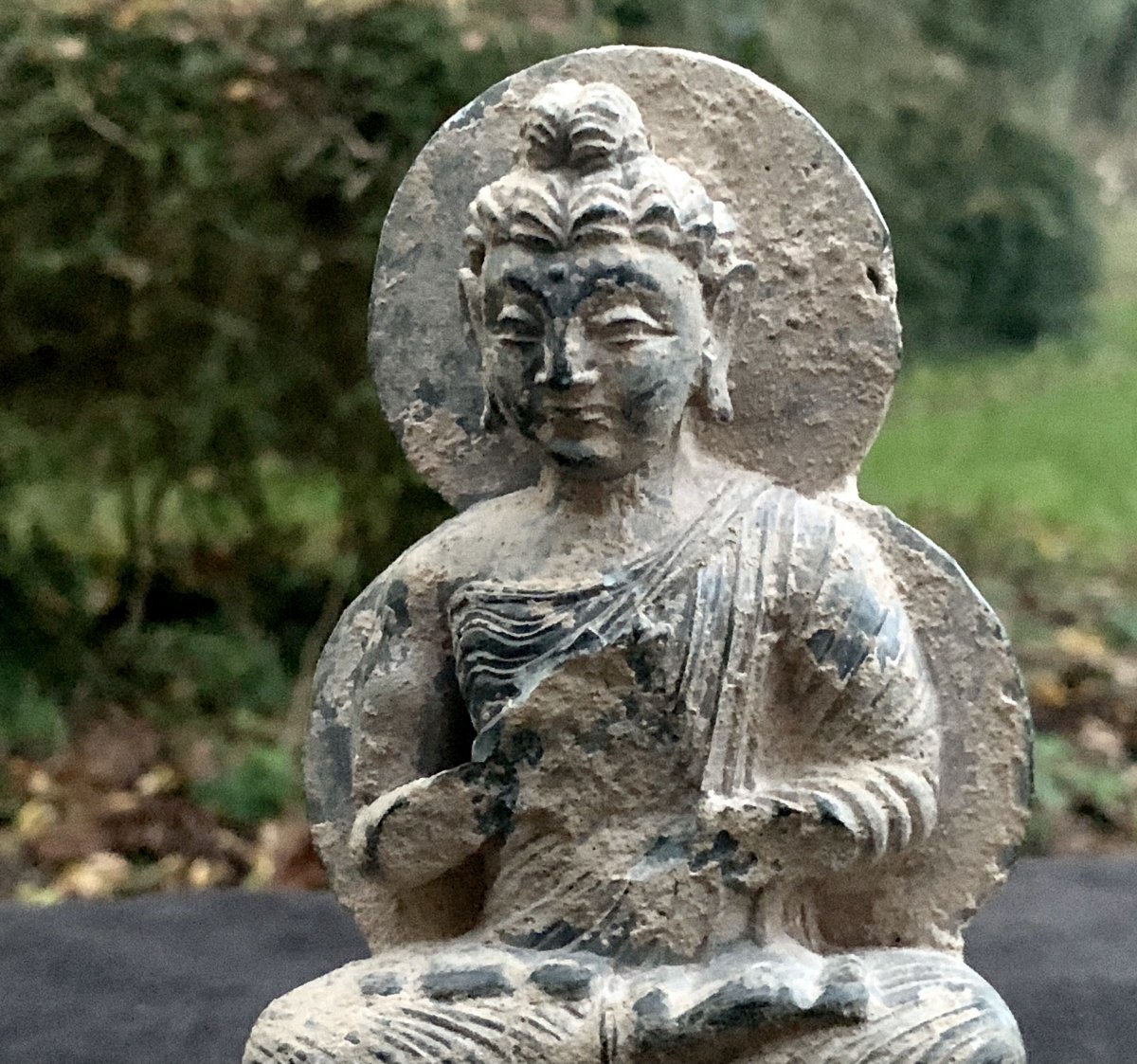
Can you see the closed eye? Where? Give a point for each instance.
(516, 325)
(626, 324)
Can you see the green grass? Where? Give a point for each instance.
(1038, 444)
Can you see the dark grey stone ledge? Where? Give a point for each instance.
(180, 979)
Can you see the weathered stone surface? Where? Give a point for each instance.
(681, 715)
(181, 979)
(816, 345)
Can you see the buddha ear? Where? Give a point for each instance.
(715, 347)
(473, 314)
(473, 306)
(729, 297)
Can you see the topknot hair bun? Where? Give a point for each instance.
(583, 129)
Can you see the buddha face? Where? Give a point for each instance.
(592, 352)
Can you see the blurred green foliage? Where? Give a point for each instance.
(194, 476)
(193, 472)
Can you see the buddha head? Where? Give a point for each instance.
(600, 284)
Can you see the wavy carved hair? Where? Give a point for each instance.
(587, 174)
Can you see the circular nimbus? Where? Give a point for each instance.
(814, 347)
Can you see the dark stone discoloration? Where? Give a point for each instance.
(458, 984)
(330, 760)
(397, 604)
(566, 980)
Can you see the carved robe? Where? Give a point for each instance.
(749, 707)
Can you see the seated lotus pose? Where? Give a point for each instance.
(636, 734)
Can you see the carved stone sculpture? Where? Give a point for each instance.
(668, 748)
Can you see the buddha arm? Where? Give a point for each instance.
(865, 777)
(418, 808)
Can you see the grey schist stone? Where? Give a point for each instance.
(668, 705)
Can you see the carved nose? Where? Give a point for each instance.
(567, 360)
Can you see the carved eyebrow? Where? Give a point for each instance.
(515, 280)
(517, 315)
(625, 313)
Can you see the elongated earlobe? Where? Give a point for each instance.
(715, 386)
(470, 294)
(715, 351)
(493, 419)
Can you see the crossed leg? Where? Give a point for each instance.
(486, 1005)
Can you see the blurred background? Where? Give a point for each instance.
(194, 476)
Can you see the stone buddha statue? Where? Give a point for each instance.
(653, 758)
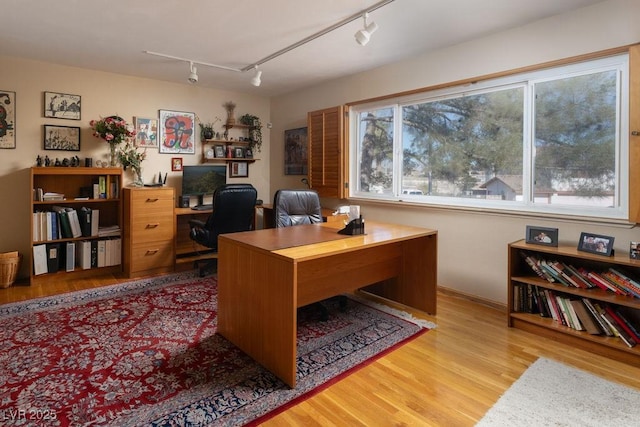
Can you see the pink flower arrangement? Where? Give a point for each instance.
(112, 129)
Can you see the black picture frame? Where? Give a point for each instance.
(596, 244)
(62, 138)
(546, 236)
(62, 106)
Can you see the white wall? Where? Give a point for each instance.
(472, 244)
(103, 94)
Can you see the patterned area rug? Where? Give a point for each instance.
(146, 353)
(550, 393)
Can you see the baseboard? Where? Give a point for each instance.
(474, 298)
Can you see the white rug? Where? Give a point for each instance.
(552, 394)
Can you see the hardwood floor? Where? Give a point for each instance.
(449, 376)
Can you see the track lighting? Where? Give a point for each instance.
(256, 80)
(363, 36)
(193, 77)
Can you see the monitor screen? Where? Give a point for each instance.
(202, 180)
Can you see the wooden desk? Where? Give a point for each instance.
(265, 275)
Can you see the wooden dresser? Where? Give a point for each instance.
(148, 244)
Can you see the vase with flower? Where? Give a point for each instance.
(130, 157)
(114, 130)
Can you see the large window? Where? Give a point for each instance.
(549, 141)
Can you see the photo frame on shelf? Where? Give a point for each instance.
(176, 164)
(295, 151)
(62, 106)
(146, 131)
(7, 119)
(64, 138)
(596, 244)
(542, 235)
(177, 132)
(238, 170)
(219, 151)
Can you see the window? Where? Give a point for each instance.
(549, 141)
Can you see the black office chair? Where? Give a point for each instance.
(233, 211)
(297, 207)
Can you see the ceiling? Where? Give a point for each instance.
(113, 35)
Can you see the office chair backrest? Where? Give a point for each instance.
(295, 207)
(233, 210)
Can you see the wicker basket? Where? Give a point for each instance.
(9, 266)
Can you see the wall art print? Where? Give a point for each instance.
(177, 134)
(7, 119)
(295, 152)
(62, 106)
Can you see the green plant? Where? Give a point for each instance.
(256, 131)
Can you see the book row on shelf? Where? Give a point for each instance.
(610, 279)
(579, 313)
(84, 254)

____

Required work:
Turn every line of the rows above into a numbered list, skipping blank lines and leaving out the pictures.

Response to this exercise:
1. Can you see the closed eye? Where? Give a point for each instance.
2. (516, 325)
3. (626, 324)
4. Can you see the green grass? Where? Give a point for each instance.
5. (1038, 444)
6. Can you see the dark grey stone ledge? Where? Give a point for each instance.
7. (180, 979)
8. Can you see the weathered stone surface? Where? Give a point for each instance.
9. (681, 715)
10. (181, 979)
11. (816, 345)
12. Can you see the buddha ear? Where? Give a point for each instance.
13. (715, 347)
14. (473, 314)
15. (473, 306)
16. (729, 297)
17. Can you see the topknot hair bun? Where? Give a point for each instance.
18. (583, 129)
19. Can you see the buddha face? Where? Give a point for each instance.
20. (592, 352)
21. Can you see the blurred green foliage? Where? Give a point for each instance.
22. (194, 476)
23. (193, 472)
24. Can you see the buddha head? Where? Give a point for each instance.
25. (600, 284)
26. Can you see the wavy carved hair? Where? Give a point for each instance.
27. (587, 174)
28. Can you see the circular nimbus? Where? Give a point for each instance.
29. (814, 347)
30. Can you see the dark stone discoloration? Where? Give a point for each instance.
31. (458, 984)
32. (330, 760)
33. (397, 604)
34. (566, 980)
35. Can you see the carved robe? Where? Give a point for each instance.
36. (749, 707)
37. Can you see the seated lotus pose? Where? Give a point for each instance.
38. (636, 734)
39. Can you see the carved stone sculpture? Where? Give a point for each instance.
40. (668, 748)
41. Can you see the buddha arm? Where? Give a point for each instance.
42. (865, 777)
43. (418, 808)
44. Can you see the grey schist stone? Where? Give a point for each instance.
45. (668, 705)
46. Can you see the carved nose? Where? Give a point for each instance.
47. (567, 360)
48. Can you see the carved eyebrow? Where? Give a point for each instance.
49. (515, 280)
50. (517, 315)
51. (625, 313)
52. Can you see the elongated earlobe? Where? Give a point for each instance.
53. (715, 386)
54. (470, 294)
55. (715, 351)
56. (493, 419)
57. Can you see the crossed leg? Where? Give a point for each instance.
58. (486, 1005)
59. Can you see the blurred background? Where? Give a point for each instance.
60. (194, 476)
61. Can you see the stone buddha statue? Where? Give a point for each instance.
62. (653, 758)
63. Can you see the pink flower arrangement? Where? Give a point for each instance.
64. (112, 129)
65. Can you see the black picture frame? Where? Give a point for each instance.
66. (596, 244)
67. (62, 138)
68. (546, 236)
69. (62, 106)
70. Can you see the white wall? Where? Give a point for each instance.
71. (472, 244)
72. (103, 94)
73. Can you see the patterned area rug? Where? Give a point for each instance.
74. (146, 353)
75. (550, 393)
76. Can you see the baseboard? Where? Give a point for each instance.
77. (474, 298)
78. Can you see the white rug? Where? Give a point for each instance.
79. (552, 394)
80. Can you see the hardwood floor? Where? Give a point for each instance.
81. (449, 376)
82. Can you see the track lighting? Where? Give a point for each instance.
83. (256, 80)
84. (363, 36)
85. (193, 77)
86. Can you see the monitor screen? Where? Give a point for each instance.
87. (202, 180)
88. Can you see the wooden desk? Where? Give a point for each instance.
89. (265, 275)
90. Can you see the wooden dresser? Where? Give a point for each instance.
91. (148, 244)
92. Can you see the vase with flower? Where? Give a point for each instance.
93. (130, 157)
94. (114, 130)
95. Can you see the large window? Where? Give a point for each instance.
96. (549, 141)
97. Can you see the photo frame on shelf? Where? Give a point for each instance.
98. (176, 164)
99. (295, 151)
100. (62, 106)
101. (146, 131)
102. (7, 119)
103. (64, 138)
104. (596, 244)
105. (542, 235)
106. (177, 132)
107. (238, 170)
108. (219, 151)
109. Can you see the window? Where? Give a point for each instance.
110. (549, 141)
111. Can you see the black office chair? Where? Give a point for each instance.
112. (233, 211)
113. (297, 207)
114. Can you see the ceiling? Where? Give a point for each instance.
115. (113, 35)
116. Can you see the office chair backrest? Where? Give a point for each instance.
117. (295, 207)
118. (233, 210)
119. Can you see the wicker basket? Where? Give a point for each instance.
120. (9, 266)
121. Can you see the wall art print? Where? Give a point for each instance.
122. (177, 134)
123. (7, 119)
124. (295, 152)
125. (62, 106)
126. Can you see the green plant? Where? Give a point for each instance.
127. (256, 131)
128. Can you see the book row on shelf? Where? Give a point for each instance.
129. (610, 279)
130. (579, 313)
131. (84, 254)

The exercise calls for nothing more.